Write the data below as a two-column CSV with the headers text and answer, covering only everything from the line containing "form [(295, 87)]." down to the line containing "[(9, 225), (324, 206), (91, 185)]", both ends included. Give one row per text and its answer, put each field in double quotes, and turn any line breaks into spaces.
──────── Supplied records
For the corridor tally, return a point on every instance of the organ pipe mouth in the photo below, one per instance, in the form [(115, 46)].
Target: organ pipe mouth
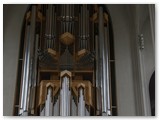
[(66, 65)]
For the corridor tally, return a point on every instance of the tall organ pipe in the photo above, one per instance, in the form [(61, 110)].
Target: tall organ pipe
[(103, 58), (81, 103), (27, 69), (65, 97), (106, 46), (98, 85), (48, 103)]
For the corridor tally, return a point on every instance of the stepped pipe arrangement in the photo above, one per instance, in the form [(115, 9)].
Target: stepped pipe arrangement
[(66, 69)]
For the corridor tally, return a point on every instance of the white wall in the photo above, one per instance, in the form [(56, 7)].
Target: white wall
[(123, 60), (12, 25)]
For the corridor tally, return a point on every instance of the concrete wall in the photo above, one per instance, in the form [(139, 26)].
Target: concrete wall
[(123, 60), (134, 67), (13, 16)]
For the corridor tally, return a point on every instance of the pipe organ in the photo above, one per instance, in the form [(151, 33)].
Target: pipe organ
[(66, 62)]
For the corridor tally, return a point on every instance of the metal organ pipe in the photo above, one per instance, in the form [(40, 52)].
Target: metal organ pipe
[(24, 102), (65, 97), (81, 103), (106, 46), (105, 68), (48, 103)]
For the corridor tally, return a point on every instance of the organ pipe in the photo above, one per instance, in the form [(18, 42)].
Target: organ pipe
[(69, 74)]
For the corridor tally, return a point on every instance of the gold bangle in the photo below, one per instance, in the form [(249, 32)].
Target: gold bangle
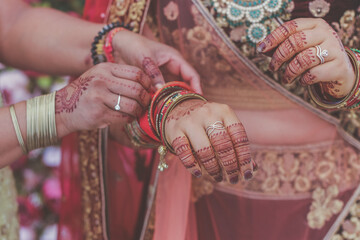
[(316, 96), (179, 100), (17, 129), (40, 119)]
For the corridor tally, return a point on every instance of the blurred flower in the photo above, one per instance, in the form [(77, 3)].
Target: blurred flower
[(31, 179), (27, 233), (28, 212), (52, 194), (13, 84), (52, 156), (50, 232)]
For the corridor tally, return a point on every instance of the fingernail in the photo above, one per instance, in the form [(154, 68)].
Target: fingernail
[(271, 67), (248, 175), (234, 179), (261, 47), (218, 178), (255, 166), (197, 173)]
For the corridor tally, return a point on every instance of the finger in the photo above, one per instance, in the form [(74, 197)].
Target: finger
[(241, 144), (178, 66), (204, 152), (293, 45), (126, 105), (304, 61), (283, 32), (320, 73), (115, 117), (152, 70), (131, 73), (129, 89), (184, 151), (224, 150)]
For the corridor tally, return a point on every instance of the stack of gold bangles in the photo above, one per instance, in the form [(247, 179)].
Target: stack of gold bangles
[(40, 121), (352, 100)]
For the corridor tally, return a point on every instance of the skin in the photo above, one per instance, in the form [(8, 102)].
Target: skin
[(88, 102), (294, 43)]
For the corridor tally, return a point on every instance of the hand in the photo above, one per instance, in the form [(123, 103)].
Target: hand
[(134, 49), (89, 101), (217, 142), (295, 43)]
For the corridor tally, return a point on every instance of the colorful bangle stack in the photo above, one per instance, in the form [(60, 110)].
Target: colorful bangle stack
[(98, 47), (352, 100), (148, 130)]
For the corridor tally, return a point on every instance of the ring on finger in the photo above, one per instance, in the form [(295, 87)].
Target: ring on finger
[(216, 125), (117, 106), (321, 54)]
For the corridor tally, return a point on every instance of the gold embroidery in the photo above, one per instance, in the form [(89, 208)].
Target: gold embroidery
[(9, 225), (324, 206), (91, 185)]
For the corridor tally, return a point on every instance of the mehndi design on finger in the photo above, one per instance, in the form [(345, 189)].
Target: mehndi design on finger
[(242, 148), (225, 152), (184, 152), (207, 158)]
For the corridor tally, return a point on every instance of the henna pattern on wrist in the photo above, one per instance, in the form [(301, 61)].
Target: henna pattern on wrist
[(67, 98), (184, 109), (307, 79), (281, 33), (184, 152)]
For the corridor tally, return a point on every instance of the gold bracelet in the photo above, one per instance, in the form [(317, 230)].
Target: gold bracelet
[(179, 100), (315, 95), (17, 129), (40, 119)]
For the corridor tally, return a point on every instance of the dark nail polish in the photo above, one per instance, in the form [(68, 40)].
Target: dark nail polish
[(255, 166), (234, 179), (261, 47), (218, 178), (271, 67), (248, 175), (197, 173)]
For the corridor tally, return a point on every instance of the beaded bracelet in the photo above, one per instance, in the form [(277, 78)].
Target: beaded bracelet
[(108, 49), (351, 100), (97, 46)]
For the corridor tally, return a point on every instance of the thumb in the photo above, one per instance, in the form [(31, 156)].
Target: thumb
[(152, 70)]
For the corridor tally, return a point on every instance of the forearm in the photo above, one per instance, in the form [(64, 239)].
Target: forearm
[(29, 37), (10, 149)]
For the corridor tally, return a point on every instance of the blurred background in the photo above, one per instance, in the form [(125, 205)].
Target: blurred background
[(37, 178)]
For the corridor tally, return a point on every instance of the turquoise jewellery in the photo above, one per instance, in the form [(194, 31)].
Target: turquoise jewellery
[(252, 14)]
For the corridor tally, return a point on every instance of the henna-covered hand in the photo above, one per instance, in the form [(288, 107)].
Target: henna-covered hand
[(89, 101), (134, 49), (294, 43), (222, 150)]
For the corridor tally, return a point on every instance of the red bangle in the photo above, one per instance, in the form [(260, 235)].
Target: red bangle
[(108, 49)]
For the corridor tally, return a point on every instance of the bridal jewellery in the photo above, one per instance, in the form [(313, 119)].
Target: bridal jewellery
[(252, 14)]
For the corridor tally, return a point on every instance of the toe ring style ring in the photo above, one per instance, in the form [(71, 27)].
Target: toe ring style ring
[(216, 125), (321, 54), (117, 106)]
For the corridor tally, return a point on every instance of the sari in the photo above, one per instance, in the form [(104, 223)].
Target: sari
────────────────
» **Response for this exercise**:
text,answer
"For the corridor tally, return a point on every instance of the ring on finger in the photo above, one per instance, in the form [(295, 87)]. Target: ring on finger","[(216, 125), (117, 106), (321, 54)]"
"For the corridor tally, return a point on every instance of the gold embroidery in the photo above, one per instance, in the form [(89, 208)]. Target: gold embroidery","[(9, 225), (324, 206), (91, 185)]"